ASSIGNMENT → When you reach the records, transcribe all of them exactly.

SUPPLIED MATERIAL →
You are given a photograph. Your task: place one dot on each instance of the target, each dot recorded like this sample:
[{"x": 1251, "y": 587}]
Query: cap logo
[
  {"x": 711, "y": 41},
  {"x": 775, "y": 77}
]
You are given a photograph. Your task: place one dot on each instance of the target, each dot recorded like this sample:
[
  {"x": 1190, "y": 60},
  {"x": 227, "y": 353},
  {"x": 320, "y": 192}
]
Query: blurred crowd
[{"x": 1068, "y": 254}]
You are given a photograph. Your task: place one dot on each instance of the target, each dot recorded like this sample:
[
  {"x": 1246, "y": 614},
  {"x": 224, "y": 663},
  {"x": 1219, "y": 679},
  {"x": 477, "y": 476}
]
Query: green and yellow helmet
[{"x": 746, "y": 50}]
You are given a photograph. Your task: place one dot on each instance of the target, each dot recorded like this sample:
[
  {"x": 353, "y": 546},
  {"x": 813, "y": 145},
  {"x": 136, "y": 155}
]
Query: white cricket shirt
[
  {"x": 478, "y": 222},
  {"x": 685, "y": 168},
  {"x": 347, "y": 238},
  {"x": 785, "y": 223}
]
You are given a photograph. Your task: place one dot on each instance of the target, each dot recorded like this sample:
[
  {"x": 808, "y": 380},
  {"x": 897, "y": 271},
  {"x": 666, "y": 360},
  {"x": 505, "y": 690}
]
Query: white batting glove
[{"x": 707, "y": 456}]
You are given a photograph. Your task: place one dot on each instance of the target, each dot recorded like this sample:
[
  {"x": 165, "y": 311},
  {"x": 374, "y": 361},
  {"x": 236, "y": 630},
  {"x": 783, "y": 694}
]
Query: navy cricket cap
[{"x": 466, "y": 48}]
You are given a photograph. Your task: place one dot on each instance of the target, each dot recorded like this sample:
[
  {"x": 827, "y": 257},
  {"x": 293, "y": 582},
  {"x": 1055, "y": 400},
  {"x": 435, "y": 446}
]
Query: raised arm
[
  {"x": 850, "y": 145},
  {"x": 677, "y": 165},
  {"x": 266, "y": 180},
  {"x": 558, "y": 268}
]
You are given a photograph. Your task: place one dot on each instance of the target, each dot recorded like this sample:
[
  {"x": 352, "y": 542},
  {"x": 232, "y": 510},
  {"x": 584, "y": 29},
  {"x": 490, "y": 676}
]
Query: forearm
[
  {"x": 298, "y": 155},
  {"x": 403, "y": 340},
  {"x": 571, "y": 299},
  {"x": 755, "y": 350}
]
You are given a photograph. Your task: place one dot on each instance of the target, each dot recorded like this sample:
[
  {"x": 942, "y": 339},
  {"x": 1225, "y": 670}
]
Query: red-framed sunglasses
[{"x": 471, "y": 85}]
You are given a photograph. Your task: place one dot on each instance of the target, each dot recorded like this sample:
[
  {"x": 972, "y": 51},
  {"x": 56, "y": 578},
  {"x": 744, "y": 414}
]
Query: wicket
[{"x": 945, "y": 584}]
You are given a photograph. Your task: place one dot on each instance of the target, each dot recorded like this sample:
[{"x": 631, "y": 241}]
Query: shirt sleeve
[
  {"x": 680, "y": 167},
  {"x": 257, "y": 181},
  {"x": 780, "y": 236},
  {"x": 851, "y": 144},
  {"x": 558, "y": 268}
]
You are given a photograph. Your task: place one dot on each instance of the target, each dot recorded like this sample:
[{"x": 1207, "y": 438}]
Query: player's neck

ANSWER →
You are given a photograph. Your task: place one dot on each instance of the target, each dot recorded like this sample:
[{"x": 1251, "y": 587}]
Query: cap logo
[
  {"x": 711, "y": 41},
  {"x": 775, "y": 77}
]
You are given a photograph. Your task: place one dot on each instance of the target, each dot recorded like this sample:
[
  {"x": 1190, "y": 60},
  {"x": 227, "y": 353},
  {"x": 320, "y": 192}
]
Query: blurred crowd
[{"x": 1068, "y": 254}]
You are given a photograph. Your task: place one dot on each instance of the target, each dot recorded like this sample:
[
  {"x": 1246, "y": 614},
  {"x": 224, "y": 663},
  {"x": 1219, "y": 679},
  {"x": 477, "y": 476}
]
Query: green and yellow helmet
[{"x": 746, "y": 50}]
You are given a photograph. Your task: place one dot on each instance of the target, each dot recorded like this sample:
[
  {"x": 353, "y": 546},
  {"x": 813, "y": 145},
  {"x": 136, "y": 155}
]
Query: white cricket shirt
[
  {"x": 478, "y": 222},
  {"x": 685, "y": 168},
  {"x": 347, "y": 238},
  {"x": 785, "y": 223}
]
You are given a photograph. Your task: place one dot on each instance of the target, each dot recorded like this sample:
[
  {"x": 808, "y": 380},
  {"x": 897, "y": 271},
  {"x": 666, "y": 360},
  {"x": 505, "y": 690}
]
Query: white batting glove
[{"x": 707, "y": 456}]
You are given a photograph. Your task: place one dot on each instance of the target, each dot recorded like this sample:
[
  {"x": 165, "y": 311},
  {"x": 374, "y": 361},
  {"x": 236, "y": 630},
  {"x": 783, "y": 694}
]
Query: navy cricket cap
[{"x": 466, "y": 48}]
You are given a photograph. Your task: place one dot on each instance of the target, each dot recorded like this sample:
[
  {"x": 827, "y": 257},
  {"x": 293, "y": 582},
  {"x": 1055, "y": 400},
  {"x": 435, "y": 446}
]
Query: raised arm
[
  {"x": 850, "y": 145},
  {"x": 677, "y": 165},
  {"x": 266, "y": 180},
  {"x": 558, "y": 268}
]
You are given a photograph. Your task: place one dot on each instance of the target, each dot recorded like this sample:
[
  {"x": 352, "y": 542},
  {"x": 232, "y": 510},
  {"x": 584, "y": 29},
  {"x": 490, "y": 676}
]
Query: forearm
[
  {"x": 298, "y": 155},
  {"x": 403, "y": 340},
  {"x": 571, "y": 299},
  {"x": 755, "y": 350}
]
You are given a photograph. Your task: place one dot on each instance of the target, each dot recorded like this sample:
[
  {"x": 942, "y": 339},
  {"x": 1225, "y": 670}
]
Query: red-framed sunglasses
[{"x": 471, "y": 85}]
You are given a photograph. Your task: place one dot on each instance of the target, each dot recorded like this sample:
[
  {"x": 972, "y": 51},
  {"x": 56, "y": 578},
  {"x": 744, "y": 414}
]
Query: wicket
[{"x": 945, "y": 584}]
You are given a photograph. Your task: place one dot on each instance of the target, each dot recorded like this sample:
[{"x": 631, "y": 241}]
Query: shirt sleeve
[
  {"x": 680, "y": 167},
  {"x": 257, "y": 181},
  {"x": 780, "y": 236},
  {"x": 851, "y": 144},
  {"x": 558, "y": 268}
]
You are given a photograph. Your task: place one dot on each instance of the target, each dot recorded like this sample:
[{"x": 1207, "y": 438}]
Query: player's neck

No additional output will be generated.